Nightwish - Karlsruhe
06.04.2009 | 17:2220.03.2009, Europahalle
Auch wenn dieses Konzert für NIGHTWISH letztlich ein Routine-Angelegenheit war - diesen Eindruck hatte sogar auch mein Bruder, der NIGHTWISH nie zuvor gesehen hatte – so konnten NIGHTWISH an diesem Abend durch ihre geschmackvolle mit vielen Pyros angereicherte Show und ihre musikalische Leistung wie immer überzeugen.

_ _ _

_Aufgaben zur Übung_
A. Beantworte anhand des Konzertberichts diese Fragen:
(i) In welcher Stadt spielten NIGHTWISH laut Überschrift?
(ii) Wie heißt die Halle, in der das Konzert stattfand?
(iii) Womit war die Show laut Bericht reichlich angereichert?
B. Übersetze diesen Satz aus dem Konzertbericht ins Englische: „Auch wenn dieses Konzert für NIGHTWISH letztlich ein Routine-Angelegenheit war - diesen Eindruck hatte sogar auch mein Bruder, der NIGHTWISH nie zuvor gesehen hatte – so konnten NIGHTWISH an diesem Abend durch ihre geschmackvolle mit vielen Pyros angereicherte Show und ihre musikalische Leistung wie immer überzeugen.“

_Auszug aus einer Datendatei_

_ _ _

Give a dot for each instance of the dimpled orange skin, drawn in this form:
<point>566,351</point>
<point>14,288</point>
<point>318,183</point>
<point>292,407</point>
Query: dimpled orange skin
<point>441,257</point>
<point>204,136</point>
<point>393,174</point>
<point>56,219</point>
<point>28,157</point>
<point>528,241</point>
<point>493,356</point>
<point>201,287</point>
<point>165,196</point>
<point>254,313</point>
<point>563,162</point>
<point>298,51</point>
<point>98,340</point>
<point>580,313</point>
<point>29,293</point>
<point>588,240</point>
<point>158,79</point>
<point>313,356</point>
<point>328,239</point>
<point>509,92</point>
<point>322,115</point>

_ _ _

_Ergebnisse je Aufgabe_
A.
(i) In Karlsruhe.
(ii) Europahalle.
(iii) Mit vielen Pyros.

B. Even if this concert was ultimately a routine affair for NIGHTWISH (even my brother, who had never seen NIGHTWISH before, had that impression), NIGHTWISH still won the audience over that evening, as always, with their tasteful show enhanced by plenty of pyrotechnics and with their musical performance.